=== THE TASK ===
Rename "positive clicks" to "foreground clicks" throughout the rows below, and give the rows again with nothing else changed.

[PROVIDED RECORDS — start]

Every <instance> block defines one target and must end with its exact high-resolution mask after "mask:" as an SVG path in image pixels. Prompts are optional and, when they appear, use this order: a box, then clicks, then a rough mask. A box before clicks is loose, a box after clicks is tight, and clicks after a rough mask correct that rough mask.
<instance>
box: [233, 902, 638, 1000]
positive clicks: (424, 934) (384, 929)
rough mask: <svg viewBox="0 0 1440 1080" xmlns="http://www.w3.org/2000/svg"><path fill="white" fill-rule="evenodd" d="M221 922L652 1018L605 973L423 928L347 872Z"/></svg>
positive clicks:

[PROVIDED RECORDS — finish]

=== RESPONSE BELOW ===
Every <instance> block defines one target and must end with its exact high-resolution mask after "mask:" as an SVG path in image pixels. Prompts are optional and, when they appear, use this order: a box, then clicks, then a rough mask. A box before clicks is loose, a box after clicks is tight, and clicks after a rough mask correct that rough mask.
<instance>
box: [233, 902, 638, 1000]
foreground clicks: (424, 934) (384, 929)
rough mask: <svg viewBox="0 0 1440 1080" xmlns="http://www.w3.org/2000/svg"><path fill="white" fill-rule="evenodd" d="M221 922L652 1018L605 973L423 928L347 872Z"/></svg>
foreground clicks:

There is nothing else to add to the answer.